==== Tekst strony ====
Tak, mają, chociaż już nie wszystkich czworo.


----------



## cyruslb

Ja tam w zyciu takiego slowa nie slyszalem, jesli ktos by tak powiedzial pomyslalbym, ze jakas zalecialosc ze slaska.


----------



## ryba

> Ja tam w życiu takiego słowa nie słyszałem; jeśli ktoś by tak powiedział, pomyślałbym, że jakaś zaleciałość ze Śląska.



Dzięki, Cyruslb, a _skōnd żeś je_ (_skůnd žeś je_)?

PS: Pamiętaj o polskich znakach i wielkich literach, wszak to forum językowe.


----------



## dreamlike

Lubelskie. Zasłyszane dobrych kilka lat temu i od tamtego czasu używam stosunkowo często - ani razu nie spotkałem kogoś, kto miałby problemy ze zrozumieniem. 

Jeśli idzie o "stać na winklu" to wyrażenia użył chociażby raper Sokół w jednym ze swoich sztandarowych kawałków - "Mogę wszystko."
==== Dostarczony materiał ====
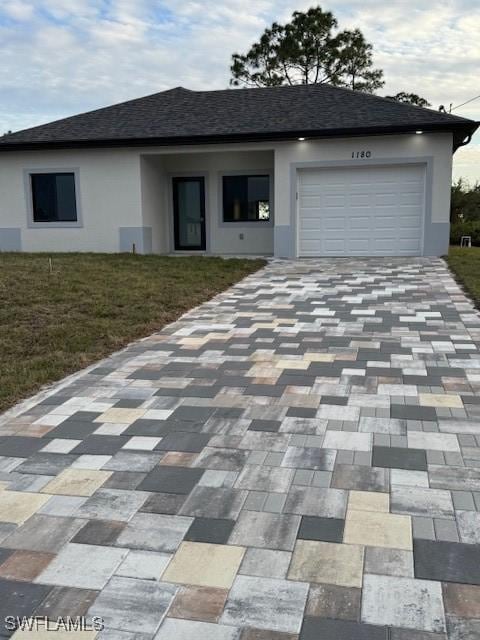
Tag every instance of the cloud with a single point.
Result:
(60, 57)
(18, 10)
====
Proszę napisać dalszy ciąg wątku forum o regionalnych słowach i wyrażeniach, zaczynając od miejsca po jego ostatnim zdaniu.

### Odpowiedź
> Mogę dzierżąc życie w reklamówce żulówce
> ze sztajnesami stać na winklu przy wspomnieniach i wódce [...]


----------



## JakubikF

Odnosząc się do pierwszego postu. Tak - apteka za winklem = apteka za rogiem. Tylko takie znaczenie słowa winkiel jest mi znane. Pochodzę z zachodniopomorskiego.


----------



## Gochna

Z Łodzi, po pięcioletnim przeszkoleniu w Poznaniu, ale wydaje mi się, że _winkiel_ znałam od zawsze. Bardziej w wyrażeniach "zaraz za winklem", "wyskoczył zza winkla" itd. O "staniu na winklu" nigdy nie słyszałam, ale sądzę, że nie miałabym kłopotów ze zrozumieniem.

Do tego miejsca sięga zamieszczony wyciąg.